§ **本文**

学校特集
共立女子第二中学校高等学校2021
掲載日:2021年9月1日(水)
135年前に、初めて校名に「女子」を入れた学校として創立された共立女子学園。その「女性の社会的自立」を建学の精神に受け継ぐ共立第二は、女子に特化した教養教育を行っています。東京ドーム5個分という恵まれた環境の中で、教科教育の充実はもちろんのこと、「ファーム教育」や伝統の「和躾(なごみ)の日」など、体験重視の多彩なプログラムを展開。さらに、2022年4月からは高校で新コース制をスタートさせ、英語教育を強化した「英語コース」を開設します。女子校らしい伝統教育と多様化時代への変革を融合し、付属校ならではの高大連携も充実させている同校の取り組みについて、入試広報部主任の戸口義也先生と、同校出身で家庭科の湊理香先生にお話しを伺いました。
豊かな自然環境の中で受け継がれる伝統の女子教育
■緑豊かな自然環境で育まれる母校愛
緑豊かな八王子の丘陵地に広がる東京ドーム5個分のキャンパス。大きな空の下、都心では味わえない新鮮な空気が流れる同校は、なんとも伸び伸びとした雰囲気です。卒業生対象の『共立のココが好き』アンケートを見ても、「友人」を抑えて不動の1位は「自然環境」。「空気が違う」「季節が感じられる」と、圧倒的な人気です。

§ **資料**

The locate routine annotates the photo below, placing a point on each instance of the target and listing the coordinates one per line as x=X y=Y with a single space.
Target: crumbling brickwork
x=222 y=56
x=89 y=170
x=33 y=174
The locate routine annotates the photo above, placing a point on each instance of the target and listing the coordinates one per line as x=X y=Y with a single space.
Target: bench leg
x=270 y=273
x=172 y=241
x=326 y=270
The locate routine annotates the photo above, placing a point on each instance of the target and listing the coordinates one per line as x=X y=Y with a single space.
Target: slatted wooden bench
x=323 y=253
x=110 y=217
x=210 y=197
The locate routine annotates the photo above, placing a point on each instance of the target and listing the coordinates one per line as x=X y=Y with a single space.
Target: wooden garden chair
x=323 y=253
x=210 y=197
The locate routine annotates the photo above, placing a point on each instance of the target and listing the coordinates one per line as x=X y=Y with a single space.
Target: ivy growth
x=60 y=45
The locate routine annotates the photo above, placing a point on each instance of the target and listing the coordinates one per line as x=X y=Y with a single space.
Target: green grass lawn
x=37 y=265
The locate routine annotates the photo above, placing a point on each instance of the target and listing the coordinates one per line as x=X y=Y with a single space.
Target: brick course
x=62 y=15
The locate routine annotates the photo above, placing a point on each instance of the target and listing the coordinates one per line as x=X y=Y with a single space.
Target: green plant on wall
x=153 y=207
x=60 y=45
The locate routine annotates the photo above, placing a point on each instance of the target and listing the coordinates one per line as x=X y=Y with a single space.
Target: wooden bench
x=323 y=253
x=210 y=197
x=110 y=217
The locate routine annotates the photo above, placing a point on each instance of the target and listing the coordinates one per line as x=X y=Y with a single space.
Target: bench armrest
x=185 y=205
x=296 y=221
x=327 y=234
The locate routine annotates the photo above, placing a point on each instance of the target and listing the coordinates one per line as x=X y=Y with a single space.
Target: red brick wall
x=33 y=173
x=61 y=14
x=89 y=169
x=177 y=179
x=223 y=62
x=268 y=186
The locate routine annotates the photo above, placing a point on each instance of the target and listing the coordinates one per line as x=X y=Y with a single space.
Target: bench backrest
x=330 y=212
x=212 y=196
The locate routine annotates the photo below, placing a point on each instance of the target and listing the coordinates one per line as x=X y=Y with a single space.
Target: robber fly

§ **課題**
1: 次の(a)〜(c)が共立第二の紹介記事の内容と一致するかどうかを、それぞれ「はい」か「いいえ」で答え、判断の根拠となる記事の語句をそのまま引用してください。(a) 2022年4月から高校に「英語コース」が設けられる。(b) キャンパスの広さは東京ドーム3個分である。(c) 卒業生アンケートで1位だったのは「友人」である。
2: 共立第二の紹介記事を、最後の文に続けて書き継いでください。

§ **解答**
1:
(a) はい。「2022年4月からは高校で新コース制をスタートさせ、英語教育を強化した「英語コース」を開設します」
(b) いいえ。「東京ドーム5個分のキャンパス」
(c) いいえ。「「友人」を抑えて不動の1位は「自然環境」」

2:
自らも同校出身の家庭科の湊理香先生は在校時代を振り返り、「祖母も共立女子学園の卒業生ですが、私自身、共立に入ってから変わりましたね。自分でやらなければいけないことが多くて、自然に積極的になりました」と話します。
女子校の良さの一つは、「男子の視線を気にすることなく伸び伸び振る舞え、『素』の自分らしさを出せる」こと。女子だけで過ごす学校生活は、協調性や自分の役割を積極的に果たそうとする意識が自然に備わる環境でもあります。
湊先生:「卒業後も長く付き合える友達ができたことや、在校当時からいらっしゃる先生方との絆も一生の財産です。女子校は『寄港地』であるとよく言われますが、就職や結婚などの節目ごとに学校を訪ねてくる卒業生も多く、なかには親御さんにもまだ紹介していないボーイフレンドを連れて会いにくる卒業生も(笑)。生徒と教員の繋がりの強さや母校愛は、どこにも負けない本校の特徴だと思います」
■美しい所作を身につける「礼法」は伝統のプログラム
そうした母校愛を育む共立女子第二の魅力の一つが、女子校らしい伝統教育です。
同校では、中学3年間、道徳の一環として年間8時間の「礼法」を学びます。武家の作法を今に伝える小笠原流礼法を基本とし、専門の先生の指導を受けて、「和室と洋室での基本動作」や「座礼・立礼の基本」「食事の作法」など、TPOに合わせた正しい礼儀作法、美しい立ち居振る舞いを身につけていくのです。
高校では「マナー講座」があり、高2時には「茶道・華道・装道」を全員が学ぶ「和躾(なごみ)の日」に「和」の作法を教わります。装道とは、着物の装い文化を極めること。同校では、「浴衣」を帯結びまでを含めて一人で綺麗に着られることを目標にしています。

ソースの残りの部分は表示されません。